TAREFA 1
Responda com base no texto sobre jornalismo participativo:
(a) Em que cidade um jovem gravou o vídeo do policial sacando uma arma contra adolescentes?
(b) Com quantos pontos a imagem do manual traça os conselhos a quem grava a polícia?
(c) Quando o On The Media divulgou a primeira edição do manual?
TAREFA 2
Transcreva, do texto sobre jornalismo participativo, o trecho que se inicia com as palavras que contêm "No mês passado, depois" e termina em "maioria das pessoas.".

TEXTO DO DOCUMENTO
----------

Friday, 19 de April de 2024 ISSN 1519-7670 - Ano 24 - nº 1284

As redações como laboratórios de jornalismo participativo

Se as redações quiserem ajudar a frear a disseminação de desinformação online e ter acesso a melhores testemunhas oculares da mídia, deveriam assumir o engajamento com as comunidades. Trazer as comunidades para dentro do processo da informação é uma ferramenta poderosa para disseminar valores jornalísticos, treinar moradores nos processos da reportagem e fomentar o conteúdo produzido pelos usuários, que é mais útil para as redações. As redações estão bem situadas para se tornarem laboratórios de jornalismo participativo, ajudando mais pessoas a navegar, verificando e criando matérias fortes via internet e redes sociais.

No mês passado, depois que um jovem na cidade de McKinney, no Texas, captou um vídeo de um policial sacando de uma arma contra adolescentes negros e imobilizando uma jovem no chão, o site de crítica da mídia On The Media produziu a matéria Breaking News Consumer Handbook: Bearing Witness Edition [Manual do consumidor de notícias de última hora: edição do fornecimento de provas] O manual [handbook] a que alude o título da matéria consiste de uma única imagem com 11 pontos de balas traçando os pontos importantes de um conselho legal, seguro, ético e tecnológico para pessoas que estejam gravando atividades da polícia para notícias de última hora. A matéria faz um excelente trabalho dissecando essas questões complexas e transformando-as em algo de fácil abordagem e relevante para a maioria das pessoas.

Na verdade, a “Edição do fornecimento de provas” já fazia parte do quinto Manual de notícias de última hora. No outono de 2013, quando divulgou a primeira edição do manual, o site On The Media publicou um texto dizendo que estavam cansados de dizer à mídia como poderia melhorar as notícias de última hora e, em vez disso, era sua audiência que lhes estava dando atenção. “Ao invés de contar com os veículos jornalísticos para que o façam corretamente, estamos olhando para o lado oposto”, escreveram eles. “A seguir vão algumas dicas de como, na esteira de uma matéria importante e trágica, você pode separar as boas informações das ruins.”

----------

AMOSTRA DE ITENS
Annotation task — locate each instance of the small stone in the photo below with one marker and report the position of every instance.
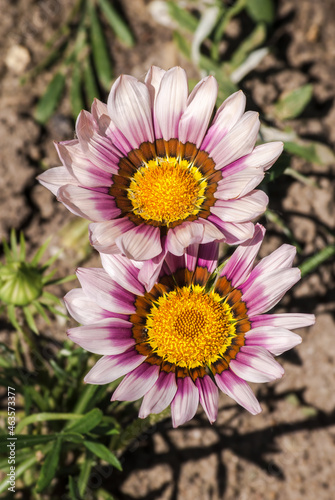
(17, 59)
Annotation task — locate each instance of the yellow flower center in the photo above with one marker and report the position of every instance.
(190, 327)
(167, 190)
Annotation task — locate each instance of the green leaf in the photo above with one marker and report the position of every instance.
(90, 86)
(104, 453)
(306, 151)
(99, 49)
(261, 10)
(76, 98)
(50, 100)
(291, 104)
(49, 467)
(87, 422)
(182, 17)
(116, 22)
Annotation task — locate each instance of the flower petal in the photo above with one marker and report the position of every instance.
(256, 364)
(286, 320)
(274, 339)
(137, 383)
(160, 395)
(240, 263)
(109, 336)
(100, 287)
(239, 390)
(103, 235)
(83, 309)
(233, 234)
(209, 397)
(226, 117)
(122, 270)
(56, 177)
(239, 141)
(90, 204)
(110, 368)
(242, 209)
(170, 103)
(185, 402)
(140, 243)
(265, 291)
(194, 122)
(129, 106)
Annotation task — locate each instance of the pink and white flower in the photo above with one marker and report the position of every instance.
(194, 333)
(155, 174)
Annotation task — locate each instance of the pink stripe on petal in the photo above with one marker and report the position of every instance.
(240, 263)
(265, 291)
(242, 209)
(285, 320)
(54, 178)
(208, 255)
(136, 383)
(226, 117)
(140, 243)
(281, 258)
(200, 104)
(239, 390)
(92, 205)
(170, 103)
(123, 271)
(129, 106)
(110, 368)
(274, 339)
(109, 336)
(209, 397)
(100, 287)
(233, 233)
(159, 396)
(100, 150)
(185, 403)
(83, 309)
(181, 236)
(239, 141)
(103, 235)
(153, 80)
(256, 364)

----------

RESPOSTA 1
(a) Em McKinney, no Texas.
(b) Com 11 pontos.
(c) No outono de 2013.

RESPOSTA 2
No mês passado, depois que um jovem na cidade de McKinney, no Texas, captou um vídeo de um policial sacando de uma arma contra adolescentes negros e imobilizando uma jovem no chão, o site de crítica da mídia On The Media produziu a matéria Breaking News Consumer Handbook: Bearing Witness Edition [Manual do consumidor de notícias de última hora: edição do fornecimento de provas] O manual [handbook] a que alude o título da matéria consiste de uma única imagem com 11 pontos de balas traçando os pontos importantes de um conselho legal, seguro, ético e tecnológico para pessoas que estejam gravando atividades da polícia para notícias de última hora. A matéria faz um excelente trabalho dissecando essas questões complexas e transformando-as em algo de fácil abordagem e relevante para a maioria das pessoas.